__Task objective__. Report each line of the items below that contains the word "sandy".

(Extracted data entries)

___

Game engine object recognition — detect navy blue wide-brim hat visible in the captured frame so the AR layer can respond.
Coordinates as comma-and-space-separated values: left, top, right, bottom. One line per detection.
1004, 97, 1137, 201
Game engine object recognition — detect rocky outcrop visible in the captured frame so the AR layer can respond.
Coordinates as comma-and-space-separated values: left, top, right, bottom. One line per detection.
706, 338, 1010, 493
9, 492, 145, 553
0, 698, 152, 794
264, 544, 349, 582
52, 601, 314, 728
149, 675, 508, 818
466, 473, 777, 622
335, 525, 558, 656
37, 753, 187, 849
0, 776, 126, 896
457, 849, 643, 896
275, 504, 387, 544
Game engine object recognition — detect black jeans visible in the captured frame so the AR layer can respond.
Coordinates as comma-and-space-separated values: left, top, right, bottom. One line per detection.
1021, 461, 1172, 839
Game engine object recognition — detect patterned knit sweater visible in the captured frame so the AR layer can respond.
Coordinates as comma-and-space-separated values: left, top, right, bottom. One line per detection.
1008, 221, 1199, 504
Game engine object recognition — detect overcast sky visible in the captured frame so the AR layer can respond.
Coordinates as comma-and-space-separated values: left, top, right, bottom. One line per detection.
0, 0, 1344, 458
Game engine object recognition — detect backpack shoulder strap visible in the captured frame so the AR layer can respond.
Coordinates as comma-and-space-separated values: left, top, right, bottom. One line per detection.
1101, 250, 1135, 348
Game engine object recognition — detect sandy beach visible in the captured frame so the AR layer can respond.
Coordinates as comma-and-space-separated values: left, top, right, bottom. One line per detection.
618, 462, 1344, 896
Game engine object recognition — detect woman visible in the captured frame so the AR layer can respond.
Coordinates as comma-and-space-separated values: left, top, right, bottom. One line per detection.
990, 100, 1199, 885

___

__Reply to the task__.
Game engine object recognition — detect sandy beach visible in the captured frame so the AR layer can respond.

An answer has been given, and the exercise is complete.